| Task directions |
Copy out, word for word, everything from the start of the listing down to the line containing "741), (241, 735)]]", including that line.

++++

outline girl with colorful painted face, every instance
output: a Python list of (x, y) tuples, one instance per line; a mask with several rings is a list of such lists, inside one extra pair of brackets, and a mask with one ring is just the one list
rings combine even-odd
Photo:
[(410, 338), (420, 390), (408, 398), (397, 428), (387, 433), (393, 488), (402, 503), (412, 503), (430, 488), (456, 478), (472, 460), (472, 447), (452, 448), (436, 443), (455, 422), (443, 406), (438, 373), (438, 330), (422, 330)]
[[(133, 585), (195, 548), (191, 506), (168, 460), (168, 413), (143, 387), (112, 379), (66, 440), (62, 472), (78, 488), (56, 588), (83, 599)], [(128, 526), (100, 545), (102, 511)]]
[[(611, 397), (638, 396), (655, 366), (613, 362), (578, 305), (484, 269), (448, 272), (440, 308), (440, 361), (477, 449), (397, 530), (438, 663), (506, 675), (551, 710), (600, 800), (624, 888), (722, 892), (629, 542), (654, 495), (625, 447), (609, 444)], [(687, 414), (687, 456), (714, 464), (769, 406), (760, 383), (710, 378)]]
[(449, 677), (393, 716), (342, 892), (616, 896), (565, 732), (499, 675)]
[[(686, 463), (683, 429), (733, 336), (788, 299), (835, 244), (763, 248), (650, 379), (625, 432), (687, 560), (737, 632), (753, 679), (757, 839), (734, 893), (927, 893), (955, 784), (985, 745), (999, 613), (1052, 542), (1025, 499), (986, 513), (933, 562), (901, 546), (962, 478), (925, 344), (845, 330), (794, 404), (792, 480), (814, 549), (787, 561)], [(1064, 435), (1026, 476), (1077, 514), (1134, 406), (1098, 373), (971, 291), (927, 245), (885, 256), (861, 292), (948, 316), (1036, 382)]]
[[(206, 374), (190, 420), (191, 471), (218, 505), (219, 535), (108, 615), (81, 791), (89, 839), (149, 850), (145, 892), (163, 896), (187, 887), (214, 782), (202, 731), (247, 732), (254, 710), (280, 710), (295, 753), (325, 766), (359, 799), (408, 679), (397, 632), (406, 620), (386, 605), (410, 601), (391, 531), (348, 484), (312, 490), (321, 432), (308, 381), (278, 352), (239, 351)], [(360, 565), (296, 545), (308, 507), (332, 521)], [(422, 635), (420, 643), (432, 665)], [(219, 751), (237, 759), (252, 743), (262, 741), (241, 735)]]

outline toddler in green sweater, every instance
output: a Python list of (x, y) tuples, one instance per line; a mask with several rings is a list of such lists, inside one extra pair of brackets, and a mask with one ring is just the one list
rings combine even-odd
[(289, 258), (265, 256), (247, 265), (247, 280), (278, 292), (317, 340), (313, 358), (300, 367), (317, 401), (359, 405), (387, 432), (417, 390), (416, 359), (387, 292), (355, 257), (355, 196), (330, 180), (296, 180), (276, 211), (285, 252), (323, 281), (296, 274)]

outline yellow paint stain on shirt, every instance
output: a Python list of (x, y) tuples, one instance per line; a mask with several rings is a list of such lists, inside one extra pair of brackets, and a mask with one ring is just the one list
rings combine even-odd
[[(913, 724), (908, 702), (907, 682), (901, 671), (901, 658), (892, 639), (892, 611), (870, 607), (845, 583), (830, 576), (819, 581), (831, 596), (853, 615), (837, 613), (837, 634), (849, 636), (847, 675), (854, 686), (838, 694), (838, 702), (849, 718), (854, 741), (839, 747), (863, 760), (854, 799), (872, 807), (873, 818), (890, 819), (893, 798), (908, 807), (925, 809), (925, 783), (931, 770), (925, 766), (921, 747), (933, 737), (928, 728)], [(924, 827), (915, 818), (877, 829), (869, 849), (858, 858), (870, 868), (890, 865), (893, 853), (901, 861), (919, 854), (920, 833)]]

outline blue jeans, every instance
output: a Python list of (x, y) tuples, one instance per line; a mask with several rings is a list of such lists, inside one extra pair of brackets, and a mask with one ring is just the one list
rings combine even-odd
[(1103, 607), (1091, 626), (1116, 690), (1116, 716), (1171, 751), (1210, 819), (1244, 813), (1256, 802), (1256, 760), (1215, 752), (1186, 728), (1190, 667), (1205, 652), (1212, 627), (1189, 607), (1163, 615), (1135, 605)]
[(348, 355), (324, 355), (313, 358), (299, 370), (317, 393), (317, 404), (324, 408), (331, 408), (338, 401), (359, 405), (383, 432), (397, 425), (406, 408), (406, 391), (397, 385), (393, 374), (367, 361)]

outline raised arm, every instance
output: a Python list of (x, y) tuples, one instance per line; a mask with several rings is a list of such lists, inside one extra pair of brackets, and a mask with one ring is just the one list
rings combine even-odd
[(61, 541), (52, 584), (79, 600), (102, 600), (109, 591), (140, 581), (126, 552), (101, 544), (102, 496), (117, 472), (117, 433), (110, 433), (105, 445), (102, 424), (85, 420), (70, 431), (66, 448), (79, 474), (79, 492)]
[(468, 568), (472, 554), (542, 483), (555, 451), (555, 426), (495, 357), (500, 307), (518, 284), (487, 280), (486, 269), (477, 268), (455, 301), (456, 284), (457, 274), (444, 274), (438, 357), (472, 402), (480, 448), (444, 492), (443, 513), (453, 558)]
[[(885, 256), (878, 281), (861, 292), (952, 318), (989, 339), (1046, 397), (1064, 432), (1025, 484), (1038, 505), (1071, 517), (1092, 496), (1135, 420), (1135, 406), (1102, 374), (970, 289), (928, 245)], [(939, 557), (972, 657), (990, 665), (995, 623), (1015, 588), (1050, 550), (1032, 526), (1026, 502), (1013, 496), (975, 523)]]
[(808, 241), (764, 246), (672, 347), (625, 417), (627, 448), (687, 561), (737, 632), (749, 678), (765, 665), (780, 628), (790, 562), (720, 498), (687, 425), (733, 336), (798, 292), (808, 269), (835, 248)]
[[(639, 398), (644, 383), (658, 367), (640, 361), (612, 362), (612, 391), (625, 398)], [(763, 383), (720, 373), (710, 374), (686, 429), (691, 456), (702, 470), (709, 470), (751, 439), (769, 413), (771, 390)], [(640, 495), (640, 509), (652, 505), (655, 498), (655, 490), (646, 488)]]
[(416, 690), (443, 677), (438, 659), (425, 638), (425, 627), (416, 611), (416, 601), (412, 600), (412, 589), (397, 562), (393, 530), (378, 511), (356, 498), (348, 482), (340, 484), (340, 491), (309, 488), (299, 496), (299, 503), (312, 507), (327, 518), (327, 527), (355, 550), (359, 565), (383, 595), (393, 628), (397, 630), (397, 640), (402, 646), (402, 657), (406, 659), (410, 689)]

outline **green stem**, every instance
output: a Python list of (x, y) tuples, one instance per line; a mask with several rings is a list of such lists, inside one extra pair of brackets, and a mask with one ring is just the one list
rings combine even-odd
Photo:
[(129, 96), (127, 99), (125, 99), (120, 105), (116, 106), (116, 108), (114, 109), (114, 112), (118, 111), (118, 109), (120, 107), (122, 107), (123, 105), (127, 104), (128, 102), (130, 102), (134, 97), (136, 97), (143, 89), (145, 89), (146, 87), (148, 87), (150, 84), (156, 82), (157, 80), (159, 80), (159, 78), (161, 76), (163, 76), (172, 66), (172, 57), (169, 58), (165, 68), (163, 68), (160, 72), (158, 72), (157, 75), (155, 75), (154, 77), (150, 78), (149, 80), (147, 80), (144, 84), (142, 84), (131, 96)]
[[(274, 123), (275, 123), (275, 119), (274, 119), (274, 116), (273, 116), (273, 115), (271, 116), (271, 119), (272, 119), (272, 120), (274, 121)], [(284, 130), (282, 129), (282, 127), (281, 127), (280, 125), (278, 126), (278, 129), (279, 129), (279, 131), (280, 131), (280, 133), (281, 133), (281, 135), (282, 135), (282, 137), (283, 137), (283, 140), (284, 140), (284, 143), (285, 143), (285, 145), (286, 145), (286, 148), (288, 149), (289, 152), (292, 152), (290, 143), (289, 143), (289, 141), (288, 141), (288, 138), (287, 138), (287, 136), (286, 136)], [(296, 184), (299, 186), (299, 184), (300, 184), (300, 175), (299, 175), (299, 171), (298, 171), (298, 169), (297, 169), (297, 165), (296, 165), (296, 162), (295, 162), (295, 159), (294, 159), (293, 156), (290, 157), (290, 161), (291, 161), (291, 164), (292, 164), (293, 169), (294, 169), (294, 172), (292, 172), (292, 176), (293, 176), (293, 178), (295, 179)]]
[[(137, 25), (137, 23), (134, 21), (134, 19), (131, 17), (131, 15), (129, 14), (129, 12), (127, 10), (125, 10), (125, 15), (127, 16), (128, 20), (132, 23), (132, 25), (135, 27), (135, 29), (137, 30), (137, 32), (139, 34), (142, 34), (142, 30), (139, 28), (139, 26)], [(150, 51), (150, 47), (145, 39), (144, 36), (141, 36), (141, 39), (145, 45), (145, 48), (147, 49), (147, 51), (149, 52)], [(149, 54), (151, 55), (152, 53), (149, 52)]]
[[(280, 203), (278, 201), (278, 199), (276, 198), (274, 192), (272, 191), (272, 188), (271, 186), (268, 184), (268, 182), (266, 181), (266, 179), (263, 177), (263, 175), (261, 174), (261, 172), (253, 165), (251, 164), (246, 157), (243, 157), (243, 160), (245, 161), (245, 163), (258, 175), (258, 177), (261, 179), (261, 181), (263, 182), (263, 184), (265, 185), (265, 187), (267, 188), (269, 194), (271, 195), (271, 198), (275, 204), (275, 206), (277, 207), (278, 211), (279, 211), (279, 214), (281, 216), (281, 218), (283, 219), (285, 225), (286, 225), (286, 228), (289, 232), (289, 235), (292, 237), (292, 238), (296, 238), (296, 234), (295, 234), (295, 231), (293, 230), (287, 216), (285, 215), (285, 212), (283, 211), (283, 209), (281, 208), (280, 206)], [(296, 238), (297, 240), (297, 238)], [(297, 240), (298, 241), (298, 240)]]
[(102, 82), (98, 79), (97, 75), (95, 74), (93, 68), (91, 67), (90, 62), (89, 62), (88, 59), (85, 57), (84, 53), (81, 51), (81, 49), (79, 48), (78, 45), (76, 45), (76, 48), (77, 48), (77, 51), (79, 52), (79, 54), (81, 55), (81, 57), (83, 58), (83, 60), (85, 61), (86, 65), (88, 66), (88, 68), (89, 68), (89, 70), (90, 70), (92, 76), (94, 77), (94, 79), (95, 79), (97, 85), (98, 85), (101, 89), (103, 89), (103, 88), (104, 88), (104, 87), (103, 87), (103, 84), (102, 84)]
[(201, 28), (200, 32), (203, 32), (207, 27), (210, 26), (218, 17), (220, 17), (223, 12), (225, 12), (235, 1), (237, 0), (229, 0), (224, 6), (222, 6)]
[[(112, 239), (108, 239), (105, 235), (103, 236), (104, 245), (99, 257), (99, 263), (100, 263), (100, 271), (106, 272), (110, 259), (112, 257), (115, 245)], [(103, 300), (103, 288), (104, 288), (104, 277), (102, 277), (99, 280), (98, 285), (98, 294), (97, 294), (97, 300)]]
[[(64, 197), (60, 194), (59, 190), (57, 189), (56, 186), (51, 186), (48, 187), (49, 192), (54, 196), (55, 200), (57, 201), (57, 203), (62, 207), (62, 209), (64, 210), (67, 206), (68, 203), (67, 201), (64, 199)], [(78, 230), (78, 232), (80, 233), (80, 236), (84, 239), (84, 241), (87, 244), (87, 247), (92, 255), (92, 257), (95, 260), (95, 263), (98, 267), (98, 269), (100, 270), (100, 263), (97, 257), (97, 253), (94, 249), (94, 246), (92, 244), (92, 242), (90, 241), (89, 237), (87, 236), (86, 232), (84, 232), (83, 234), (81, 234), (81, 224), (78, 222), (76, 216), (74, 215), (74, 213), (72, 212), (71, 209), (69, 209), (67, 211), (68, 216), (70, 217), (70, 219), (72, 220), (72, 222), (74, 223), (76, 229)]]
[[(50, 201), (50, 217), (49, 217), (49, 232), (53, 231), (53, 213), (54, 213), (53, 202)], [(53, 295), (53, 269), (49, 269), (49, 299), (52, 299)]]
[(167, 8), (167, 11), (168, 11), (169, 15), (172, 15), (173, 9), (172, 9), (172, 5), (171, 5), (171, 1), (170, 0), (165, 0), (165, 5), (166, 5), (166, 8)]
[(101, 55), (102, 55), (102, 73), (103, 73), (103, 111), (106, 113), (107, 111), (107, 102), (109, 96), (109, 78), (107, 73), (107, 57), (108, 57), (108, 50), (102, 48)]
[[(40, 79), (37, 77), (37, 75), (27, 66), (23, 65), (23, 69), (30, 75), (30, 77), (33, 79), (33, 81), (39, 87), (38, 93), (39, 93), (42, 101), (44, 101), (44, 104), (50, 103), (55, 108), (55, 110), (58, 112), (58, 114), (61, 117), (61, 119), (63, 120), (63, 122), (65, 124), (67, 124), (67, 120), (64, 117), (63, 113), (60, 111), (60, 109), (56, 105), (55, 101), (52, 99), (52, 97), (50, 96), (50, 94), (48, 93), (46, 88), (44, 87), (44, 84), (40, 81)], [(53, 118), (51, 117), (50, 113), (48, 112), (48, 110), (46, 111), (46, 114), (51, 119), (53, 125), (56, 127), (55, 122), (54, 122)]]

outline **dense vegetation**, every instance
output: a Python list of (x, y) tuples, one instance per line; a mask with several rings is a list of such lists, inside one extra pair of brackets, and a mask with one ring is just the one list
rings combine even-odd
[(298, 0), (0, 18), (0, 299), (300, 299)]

++++

| Correct result |
outline girl with colorful painted face, every instance
output: a Python list of (x, y) tuples, one instance per line; a mask with several rings is a list of such lists, inside one extra pair of brackets, and a mask with one ring is just the one list
rings combine even-odd
Photo:
[(410, 338), (420, 390), (408, 398), (397, 428), (387, 433), (393, 488), (402, 503), (412, 503), (430, 488), (456, 478), (472, 460), (472, 447), (452, 448), (436, 443), (455, 422), (443, 406), (438, 373), (438, 330), (422, 330)]
[[(133, 585), (195, 548), (191, 506), (168, 460), (168, 413), (143, 387), (112, 379), (66, 440), (62, 472), (78, 488), (56, 588), (83, 599)], [(128, 526), (100, 545), (102, 511)]]
[[(611, 397), (638, 396), (655, 366), (613, 362), (578, 305), (484, 269), (448, 272), (440, 308), (440, 361), (477, 449), (397, 530), (438, 663), (506, 675), (551, 710), (600, 800), (624, 888), (722, 892), (629, 542), (654, 495), (625, 447), (609, 444)], [(687, 414), (687, 456), (714, 464), (769, 406), (760, 383), (710, 378)]]
[(449, 677), (393, 716), (342, 892), (616, 896), (565, 732), (499, 675)]
[[(686, 463), (683, 429), (733, 336), (788, 299), (835, 244), (763, 248), (650, 379), (625, 432), (687, 560), (737, 632), (753, 679), (757, 839), (734, 893), (927, 893), (955, 784), (985, 745), (999, 613), (1052, 542), (1025, 499), (986, 513), (933, 562), (901, 546), (962, 478), (925, 344), (845, 330), (794, 404), (792, 480), (814, 549), (787, 561)], [(1064, 435), (1026, 476), (1077, 514), (1134, 406), (1098, 373), (971, 291), (927, 245), (885, 256), (861, 292), (948, 316), (1036, 382)]]
[[(206, 374), (190, 420), (191, 471), (218, 505), (219, 535), (108, 615), (81, 791), (89, 839), (149, 850), (145, 892), (163, 896), (187, 887), (214, 782), (202, 731), (247, 732), (254, 710), (280, 710), (295, 753), (325, 766), (359, 799), (408, 679), (397, 632), (406, 620), (386, 605), (410, 601), (391, 531), (348, 484), (312, 490), (321, 432), (308, 381), (278, 352), (239, 351)], [(360, 565), (296, 545), (308, 507), (332, 521)], [(422, 635), (420, 643), (432, 665)], [(219, 751), (237, 759), (252, 743), (262, 741), (241, 735)]]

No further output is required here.